For every record below, repeat the text exactly and pass over any image.

*** PROVIDED DATA Section Begins ***

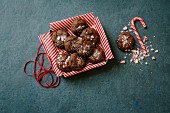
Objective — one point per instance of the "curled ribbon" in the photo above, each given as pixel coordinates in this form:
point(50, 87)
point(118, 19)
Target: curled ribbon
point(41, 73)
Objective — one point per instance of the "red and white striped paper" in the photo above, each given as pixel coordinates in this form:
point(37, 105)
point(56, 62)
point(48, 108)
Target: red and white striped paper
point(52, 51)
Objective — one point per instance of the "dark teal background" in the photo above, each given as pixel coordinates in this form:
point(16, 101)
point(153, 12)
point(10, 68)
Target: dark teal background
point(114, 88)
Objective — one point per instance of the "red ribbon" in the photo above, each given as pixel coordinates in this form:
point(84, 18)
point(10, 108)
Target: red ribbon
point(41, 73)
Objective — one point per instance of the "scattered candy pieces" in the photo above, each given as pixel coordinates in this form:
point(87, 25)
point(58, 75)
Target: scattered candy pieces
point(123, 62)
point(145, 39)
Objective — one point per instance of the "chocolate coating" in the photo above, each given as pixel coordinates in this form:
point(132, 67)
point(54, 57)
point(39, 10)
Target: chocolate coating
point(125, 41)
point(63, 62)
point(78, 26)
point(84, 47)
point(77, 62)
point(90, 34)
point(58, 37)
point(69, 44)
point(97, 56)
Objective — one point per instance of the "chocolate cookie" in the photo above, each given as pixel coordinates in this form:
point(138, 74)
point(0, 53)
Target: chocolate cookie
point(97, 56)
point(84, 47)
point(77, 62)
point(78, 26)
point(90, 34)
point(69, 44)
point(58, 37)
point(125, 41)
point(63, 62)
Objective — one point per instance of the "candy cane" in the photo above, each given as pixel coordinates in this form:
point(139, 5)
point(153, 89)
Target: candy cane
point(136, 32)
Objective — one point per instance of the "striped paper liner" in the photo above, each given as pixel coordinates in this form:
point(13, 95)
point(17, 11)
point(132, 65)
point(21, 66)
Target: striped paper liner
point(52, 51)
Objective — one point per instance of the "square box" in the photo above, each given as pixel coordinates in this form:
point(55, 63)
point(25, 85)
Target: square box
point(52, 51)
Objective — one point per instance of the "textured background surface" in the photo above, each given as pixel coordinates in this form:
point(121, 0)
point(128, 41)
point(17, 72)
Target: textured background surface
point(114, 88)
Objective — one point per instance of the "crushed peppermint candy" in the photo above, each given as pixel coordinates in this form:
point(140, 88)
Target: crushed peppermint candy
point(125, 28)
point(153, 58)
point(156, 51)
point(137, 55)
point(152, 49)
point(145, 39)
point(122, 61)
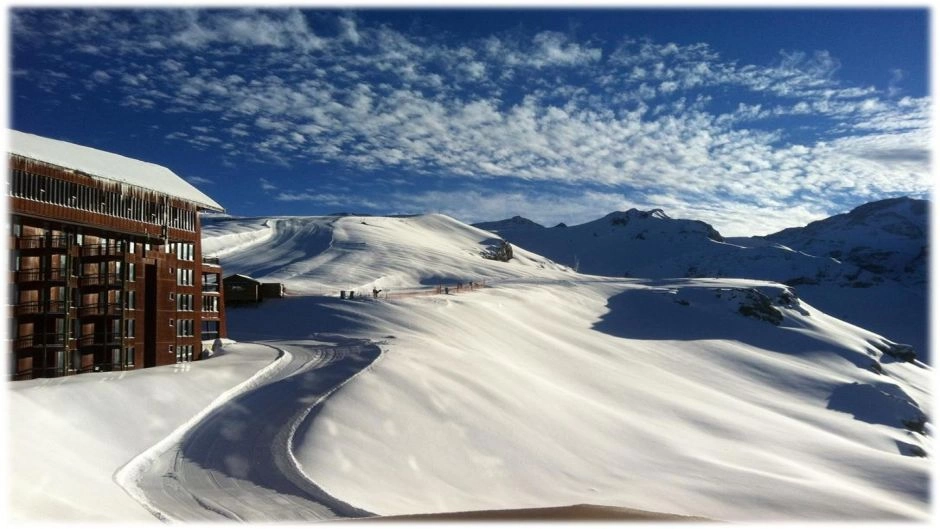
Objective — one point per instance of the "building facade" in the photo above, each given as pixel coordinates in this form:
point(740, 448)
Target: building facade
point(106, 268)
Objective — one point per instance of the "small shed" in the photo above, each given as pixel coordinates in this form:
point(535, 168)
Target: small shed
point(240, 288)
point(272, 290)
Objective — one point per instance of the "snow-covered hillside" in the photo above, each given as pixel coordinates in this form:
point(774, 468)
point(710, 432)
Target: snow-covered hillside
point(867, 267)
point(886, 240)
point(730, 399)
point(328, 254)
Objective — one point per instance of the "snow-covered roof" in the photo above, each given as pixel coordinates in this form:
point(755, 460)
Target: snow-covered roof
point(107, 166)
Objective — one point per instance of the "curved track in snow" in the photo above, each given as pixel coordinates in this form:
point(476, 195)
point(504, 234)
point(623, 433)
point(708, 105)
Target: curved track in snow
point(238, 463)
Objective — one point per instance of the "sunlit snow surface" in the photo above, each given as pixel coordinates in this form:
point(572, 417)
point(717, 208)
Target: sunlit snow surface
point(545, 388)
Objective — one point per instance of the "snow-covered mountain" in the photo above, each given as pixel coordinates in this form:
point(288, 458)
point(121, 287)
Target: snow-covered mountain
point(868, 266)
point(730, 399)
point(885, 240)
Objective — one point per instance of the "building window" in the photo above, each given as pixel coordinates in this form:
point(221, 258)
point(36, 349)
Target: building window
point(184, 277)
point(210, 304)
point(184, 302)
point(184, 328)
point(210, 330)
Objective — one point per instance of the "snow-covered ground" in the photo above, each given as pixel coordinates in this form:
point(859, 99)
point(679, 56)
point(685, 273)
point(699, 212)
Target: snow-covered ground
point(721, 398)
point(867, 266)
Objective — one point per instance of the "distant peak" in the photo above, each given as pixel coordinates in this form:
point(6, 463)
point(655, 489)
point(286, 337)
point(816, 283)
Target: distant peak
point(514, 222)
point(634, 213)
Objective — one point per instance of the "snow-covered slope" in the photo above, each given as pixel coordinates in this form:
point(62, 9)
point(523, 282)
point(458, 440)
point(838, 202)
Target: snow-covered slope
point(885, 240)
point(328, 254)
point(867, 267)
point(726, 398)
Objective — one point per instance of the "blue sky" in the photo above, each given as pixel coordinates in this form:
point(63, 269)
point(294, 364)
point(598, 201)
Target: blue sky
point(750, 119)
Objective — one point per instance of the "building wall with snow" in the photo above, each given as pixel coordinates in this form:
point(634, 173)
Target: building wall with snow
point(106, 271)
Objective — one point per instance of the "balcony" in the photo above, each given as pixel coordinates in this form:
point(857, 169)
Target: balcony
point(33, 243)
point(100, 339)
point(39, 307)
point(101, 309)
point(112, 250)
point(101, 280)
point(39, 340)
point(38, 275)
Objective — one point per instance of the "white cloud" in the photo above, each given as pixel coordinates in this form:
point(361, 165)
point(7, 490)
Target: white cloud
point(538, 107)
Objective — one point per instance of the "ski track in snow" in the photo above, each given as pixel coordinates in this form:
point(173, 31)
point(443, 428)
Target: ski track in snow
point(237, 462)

*** PROVIDED DATA Section Ends ***

■ SOLVED EXERCISE
Objective — one point per instance of the "curled ribbon" in the photo above, each given as pixel coordinates in this form:
point(50, 87)
point(118, 19)
Target: curled ribbon
point(41, 73)
Objective — one point per instance of the "red and white striped paper" in the photo above, each given as pixel coordinates in this form:
point(37, 105)
point(56, 62)
point(48, 108)
Target: red and white striped paper
point(52, 51)
Objective — one point per instance of the "dark teal background" in the photo above, each given as pixel coordinates in this form:
point(16, 101)
point(153, 12)
point(10, 68)
Target: dark teal background
point(114, 88)
Objective — one point per instance of the "red ribbon" in the photo above, each given as pixel coordinates in this form:
point(84, 18)
point(10, 108)
Target: red ribbon
point(41, 73)
Objective — one point per instance of the "scattered candy pieces" in the photo above, each given as pixel coordinates in this form:
point(87, 25)
point(58, 75)
Target: scattered candy pieces
point(123, 62)
point(145, 39)
Objective — one point per instance of the "chocolate coating" in the photo above, each given as pixel coordinates in this form:
point(132, 67)
point(54, 57)
point(39, 10)
Target: chocolate coating
point(125, 41)
point(63, 62)
point(78, 26)
point(84, 47)
point(77, 62)
point(90, 34)
point(58, 37)
point(69, 44)
point(97, 56)
Objective — one point per instance of the "chocolate cookie" in the photo above, each given as pixel coordinates in this form:
point(138, 74)
point(0, 53)
Target: chocolate cookie
point(97, 56)
point(84, 47)
point(77, 62)
point(78, 26)
point(90, 34)
point(69, 44)
point(58, 37)
point(125, 41)
point(63, 62)
Objective — one point per instance of the "candy cane" in the photo above, each given as pixel coordinates in this form:
point(139, 5)
point(153, 89)
Target: candy cane
point(136, 32)
Objective — one point per instance of the "striped paper liner" in the photo above, each given as pixel coordinates in this form:
point(13, 95)
point(17, 11)
point(132, 65)
point(21, 66)
Target: striped paper liner
point(52, 51)
Objective — one point per instance of the "square box" in the photo above, each given as pixel coordinates in this form:
point(55, 63)
point(25, 85)
Target: square box
point(52, 51)
Objective — one point per instance of the "textured background surface" in the photo above, each given as pixel coordinates in this form:
point(121, 0)
point(128, 41)
point(17, 72)
Target: textured background surface
point(114, 88)
Objective — one point per instance of the "crushed peppermint candy" in the photo above, each given as pixel coordinates in this form:
point(140, 88)
Target: crushed peppermint candy
point(125, 28)
point(153, 58)
point(156, 51)
point(137, 55)
point(152, 49)
point(145, 39)
point(122, 61)
Objective — one point per instance of the "building facade" in the photo above, each given as pixel coordinates in this form:
point(740, 448)
Target: building facade
point(106, 268)
Objective — one point per instance of the "small shed" in the photo above, each given as pixel coordinates in this form:
point(535, 168)
Target: small shed
point(240, 288)
point(272, 290)
Objective — one point per instance of the "snow-covered hillside" in the photo above, each given as pixel coordinates in this form:
point(774, 468)
point(710, 432)
Target: snow-covered hillside
point(867, 267)
point(886, 240)
point(730, 399)
point(328, 254)
Objective — one point per instance of the "snow-covered roof" in the photo above, each given as pixel coordinates in this form:
point(755, 460)
Target: snow-covered roof
point(107, 166)
Objective — one point per instance of the "curved track in snow" in the photo above, each given as pixel coordinates in this form:
point(476, 195)
point(504, 234)
point(623, 433)
point(708, 105)
Target: curved track in snow
point(238, 463)
Objective — one point per instance of the "sunlit snow surface" in the photo above, each given as pixel coordinates in this form:
point(572, 417)
point(717, 208)
Target: sunlit snow surface
point(545, 388)
Objective — one point per instance of the "snow-covered mountain" in the photo above, each given as pixel coordinates in this form:
point(288, 458)
point(121, 287)
Target: snow-covered mountain
point(868, 266)
point(730, 399)
point(885, 240)
Objective — one point per instance of the "building window" in the photo above, each given as pixel coordinates in this form:
point(221, 258)
point(36, 349)
Target: building window
point(184, 277)
point(210, 304)
point(184, 302)
point(184, 328)
point(210, 330)
Objective — one point per instance of the "snow-covered ground" in the photo above, each given as pixel coordinates in this form:
point(859, 99)
point(679, 56)
point(685, 273)
point(699, 212)
Target: snow-covered ground
point(721, 398)
point(867, 266)
Objective — one point per instance of the "distant peak" in the photo above, each given as pixel coordinates in this form:
point(6, 463)
point(655, 489)
point(286, 337)
point(816, 283)
Target: distant peak
point(514, 222)
point(634, 213)
Objective — one point per instance of the "snow-covered slope" in the photo above, each given as pixel coordinates in this form:
point(62, 9)
point(523, 282)
point(458, 440)
point(838, 202)
Target: snow-covered slope
point(885, 240)
point(328, 254)
point(867, 267)
point(726, 398)
Objective — one point per instance of the "blue sky" in the photo above, each given as pixel coordinates in this form:
point(63, 269)
point(294, 364)
point(598, 201)
Target: blue sky
point(750, 119)
Objective — one point per instance of the "building wall with snow" in the photo above, each given as pixel coordinates in this form:
point(634, 173)
Target: building wall with snow
point(106, 271)
Objective — one point per instance of the "balcony" in the photo above, each given as pixel coordinates in this form:
point(857, 169)
Target: balcony
point(33, 243)
point(100, 339)
point(39, 307)
point(101, 309)
point(112, 250)
point(101, 280)
point(39, 340)
point(38, 275)
Objective — one point per instance of the "white cloud" in the photo above, each given as pixel coordinates in this form:
point(361, 165)
point(7, 490)
Target: white cloud
point(538, 107)
Objective — one point per instance of the "ski track in snow" in the photo above, each given as pixel coordinates in this form:
point(173, 31)
point(443, 428)
Target: ski track in snow
point(237, 462)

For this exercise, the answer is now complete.